Of all the lines in the material, tally those containing the string "above", and report nothing but the total.

#### RECORDS FOR THIS TASK:
'''

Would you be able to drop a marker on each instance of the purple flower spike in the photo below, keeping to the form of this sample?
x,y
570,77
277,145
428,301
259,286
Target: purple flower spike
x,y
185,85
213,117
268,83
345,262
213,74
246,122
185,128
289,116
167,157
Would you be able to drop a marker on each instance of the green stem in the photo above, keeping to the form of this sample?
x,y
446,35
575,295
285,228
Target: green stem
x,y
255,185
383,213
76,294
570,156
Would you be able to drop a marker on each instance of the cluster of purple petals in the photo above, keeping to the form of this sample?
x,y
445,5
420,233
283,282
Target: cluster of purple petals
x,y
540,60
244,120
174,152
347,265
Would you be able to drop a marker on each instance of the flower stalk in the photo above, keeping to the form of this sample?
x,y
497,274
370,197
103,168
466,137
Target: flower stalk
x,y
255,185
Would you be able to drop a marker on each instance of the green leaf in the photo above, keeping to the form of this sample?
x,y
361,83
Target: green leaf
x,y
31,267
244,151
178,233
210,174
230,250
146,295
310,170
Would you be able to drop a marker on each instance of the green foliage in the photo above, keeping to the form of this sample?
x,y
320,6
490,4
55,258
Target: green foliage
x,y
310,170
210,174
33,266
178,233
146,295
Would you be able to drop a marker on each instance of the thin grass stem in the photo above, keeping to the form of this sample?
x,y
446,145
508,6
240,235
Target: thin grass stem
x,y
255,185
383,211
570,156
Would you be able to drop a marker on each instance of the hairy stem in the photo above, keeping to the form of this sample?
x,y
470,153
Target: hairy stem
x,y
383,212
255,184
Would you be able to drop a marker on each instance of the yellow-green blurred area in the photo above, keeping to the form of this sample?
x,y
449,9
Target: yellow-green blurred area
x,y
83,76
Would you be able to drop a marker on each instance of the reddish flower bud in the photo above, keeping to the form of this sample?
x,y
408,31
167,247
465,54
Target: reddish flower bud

'''

#### RESULT OF THIS TASK:
9